**Auszug**
------------

Unser Klima- die Ausgangslage:
Im Jahr 2019 erreichten die Treibhausgaskonzentrationen in unserer Atmosphäre ein neues Hoch. Die immer weiter steigenden Emissionswerte von CO2, Methan und Dickstickstoffmonoxid seit dem Einsetzen der industriellen Revolution bewirkten einen Anstieg der globalen Durchschnittstemperatur um 1.2 °C (± 0.1 °C) bis 2020.4 Die Wissenschaft ist sich weitgehend einig, dass eine weitere Erwärmung von bis zu 2°C aber bereits ab 1.5 °C fatale Folgen für das Leben auf unserem Planeten, in Form von Biodiversitätsverlust, Meeresspiegelanstieg, Extremwetterereignissen u.v.m., hätte.5 Bereits 2015 wurde bei der Pariser Klimakonferenz eine verpflichtende Emissionsreduktion für alle Staaten beschlossen. Die Erderwärmung solle unter 2°C, idealerweise unter 1.5°C gehalten werden.6
Emissionsreduktion, wie?

------------

**Datenauszug**
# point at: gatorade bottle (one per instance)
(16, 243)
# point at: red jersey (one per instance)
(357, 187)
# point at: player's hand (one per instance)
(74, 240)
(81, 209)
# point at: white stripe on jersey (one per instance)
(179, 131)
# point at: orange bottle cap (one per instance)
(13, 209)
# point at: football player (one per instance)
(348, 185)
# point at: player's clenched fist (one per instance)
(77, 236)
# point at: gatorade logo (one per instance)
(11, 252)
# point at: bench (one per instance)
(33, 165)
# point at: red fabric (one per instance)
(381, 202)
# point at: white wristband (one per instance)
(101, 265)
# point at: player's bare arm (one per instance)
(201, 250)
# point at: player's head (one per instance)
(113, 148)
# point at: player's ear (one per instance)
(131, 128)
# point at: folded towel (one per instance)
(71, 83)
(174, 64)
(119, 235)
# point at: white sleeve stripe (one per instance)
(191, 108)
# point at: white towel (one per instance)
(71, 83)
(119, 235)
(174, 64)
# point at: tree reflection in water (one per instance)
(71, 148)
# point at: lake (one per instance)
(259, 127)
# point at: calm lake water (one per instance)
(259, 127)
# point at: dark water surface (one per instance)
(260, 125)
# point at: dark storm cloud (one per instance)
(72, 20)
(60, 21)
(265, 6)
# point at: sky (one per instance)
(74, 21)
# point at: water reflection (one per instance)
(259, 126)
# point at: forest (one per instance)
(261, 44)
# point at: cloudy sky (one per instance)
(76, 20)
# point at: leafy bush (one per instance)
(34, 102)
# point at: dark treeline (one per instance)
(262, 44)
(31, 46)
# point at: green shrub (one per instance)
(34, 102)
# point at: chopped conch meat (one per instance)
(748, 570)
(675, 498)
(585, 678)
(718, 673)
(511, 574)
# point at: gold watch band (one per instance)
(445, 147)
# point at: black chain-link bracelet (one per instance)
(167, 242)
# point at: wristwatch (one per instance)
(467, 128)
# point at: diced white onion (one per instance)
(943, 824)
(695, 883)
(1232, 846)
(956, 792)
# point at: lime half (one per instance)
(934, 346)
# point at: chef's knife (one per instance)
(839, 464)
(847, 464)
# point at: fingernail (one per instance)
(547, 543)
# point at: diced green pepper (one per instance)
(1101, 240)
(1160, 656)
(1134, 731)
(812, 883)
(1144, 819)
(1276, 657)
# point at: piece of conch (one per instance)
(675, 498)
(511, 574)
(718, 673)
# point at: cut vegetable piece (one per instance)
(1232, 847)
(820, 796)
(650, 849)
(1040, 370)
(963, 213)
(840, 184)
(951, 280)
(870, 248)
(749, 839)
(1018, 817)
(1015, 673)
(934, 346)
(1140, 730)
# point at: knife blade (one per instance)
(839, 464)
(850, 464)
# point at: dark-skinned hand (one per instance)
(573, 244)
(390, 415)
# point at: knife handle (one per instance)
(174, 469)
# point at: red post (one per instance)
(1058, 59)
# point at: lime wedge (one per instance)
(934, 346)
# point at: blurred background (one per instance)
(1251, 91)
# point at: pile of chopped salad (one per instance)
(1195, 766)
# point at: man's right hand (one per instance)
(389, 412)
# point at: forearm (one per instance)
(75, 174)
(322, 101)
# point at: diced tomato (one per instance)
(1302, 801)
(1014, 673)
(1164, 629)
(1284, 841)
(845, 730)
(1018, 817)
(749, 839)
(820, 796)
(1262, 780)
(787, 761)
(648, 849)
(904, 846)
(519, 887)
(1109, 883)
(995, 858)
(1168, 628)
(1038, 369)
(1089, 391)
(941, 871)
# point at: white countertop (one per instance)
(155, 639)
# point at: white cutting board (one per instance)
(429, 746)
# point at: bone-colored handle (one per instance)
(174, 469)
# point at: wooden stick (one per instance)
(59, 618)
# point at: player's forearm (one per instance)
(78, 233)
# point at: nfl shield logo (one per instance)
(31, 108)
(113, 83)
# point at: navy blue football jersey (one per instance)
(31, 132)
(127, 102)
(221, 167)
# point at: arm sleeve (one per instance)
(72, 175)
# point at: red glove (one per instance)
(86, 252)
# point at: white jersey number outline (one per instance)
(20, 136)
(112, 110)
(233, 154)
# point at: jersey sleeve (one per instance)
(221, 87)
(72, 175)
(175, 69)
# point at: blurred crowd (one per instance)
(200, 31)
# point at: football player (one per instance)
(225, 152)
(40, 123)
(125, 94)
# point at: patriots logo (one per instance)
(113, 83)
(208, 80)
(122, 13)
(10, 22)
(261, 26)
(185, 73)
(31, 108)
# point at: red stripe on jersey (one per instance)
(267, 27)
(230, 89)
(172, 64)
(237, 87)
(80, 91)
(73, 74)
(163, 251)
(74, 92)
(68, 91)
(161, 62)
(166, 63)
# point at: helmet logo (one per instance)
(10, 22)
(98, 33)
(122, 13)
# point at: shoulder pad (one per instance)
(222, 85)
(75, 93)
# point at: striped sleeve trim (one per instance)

------------

**Aufgaben und Übungen**
(a) Kopiere bitte aus den Zeilen alles von der Zeile mit „# point at: cut“ bis einschließlich der Zeile mit „(1195, 766)“ ab.
(b) Setze den Text über unser Klima nach seinem letzten Satz fort.
Die Zeilen haben mit dem Text über unser Klima nichts zu tun.

**Antworten je Aufgabe**
(a)
# point at: cut vegetable piece (one per instance)
(1232, 847)
(820, 796)
(650, 849)
(1040, 370)
(963, 213)
(840, 184)
(951, 280)
(870, 248)
(749, 839)
(1018, 817)
(1015, 673)
(934, 346)
(1140, 730)
# point at: knife blade (one per instance)
(839, 464)
(850, 464)
# point at: dark-skinned hand (one per instance)
(573, 244)
(390, 415)
# point at: knife handle (one per instance)
(174, 469)
# point at: red post (one per instance)
(1058, 59)
# point at: lime wedge (one per instance)
(934, 346)
# point at: blurred background (one per instance)
(1251, 91)
# point at: pile of chopped salad (one per instance)
(1195, 766)

(b)
Die Ansätze wie genau dies sichergestellt werden soll, sind von Land zu Land unterschiedlich. In Europa werden vor allem Entwürfe zur korrekten Bepreisung von Gütern unter Einbeziehung dessen, was Ökonom_innen „Externalitäten“ nennen, zunehmend prominenter. Externalitäten oder externe Effekte sind die Auswirkungen von ökonomischen Handlungen auf unbeteiligte Dritte.7 Die anfallenden Treibhausgasemissionen bei der Produktion von Gütern oder beim Verkehr sind negative Externalitäten. Im Markt werden die entstehenden externen Kosten üblicherweise nicht berücksichtigt.7 Kurz gesagt: Wer ein Auto fährt, zahlt, wie eingangs schon erwähnt, den Umweltschaden nicht mit. Die externen Kosten liegen bei 12,8 Cent pro Personenkilometer im Vergleich zu 3,2 Cent/pkm bei der Fortbewegung mit einer elektrischen Bahn.2
Es braucht also Mechanismen wie Steuern oder Abgaben, welche die wahren gesamtgesellschaftlichen Kosten berücksichtigen. Mit einer CO2-Steuer kann man Kostenwahrheit erlangen und finanzielle Anreize für Firmen und Konsumet_innen setzen. Dies würde Emissionen reduzieren und das zusätzlich generierte Geld könnte in umweltfreundliche Projekte investiert werden.
Die Entscheidung über die Höhe der Steuer gestaltet sich allerdings als schwierig. Ökonomisch müsste sich die Steuer am konkreten Umweltschaden durch die Emissionen orientieren. Diesen in Zahlen zu bemessen, ist knifflig.2 Hingegen die Frage, ob man den Umweltschaden überhaupt preislich „internalisieren“ sollte, ist es, angesichts der Lage, nicht.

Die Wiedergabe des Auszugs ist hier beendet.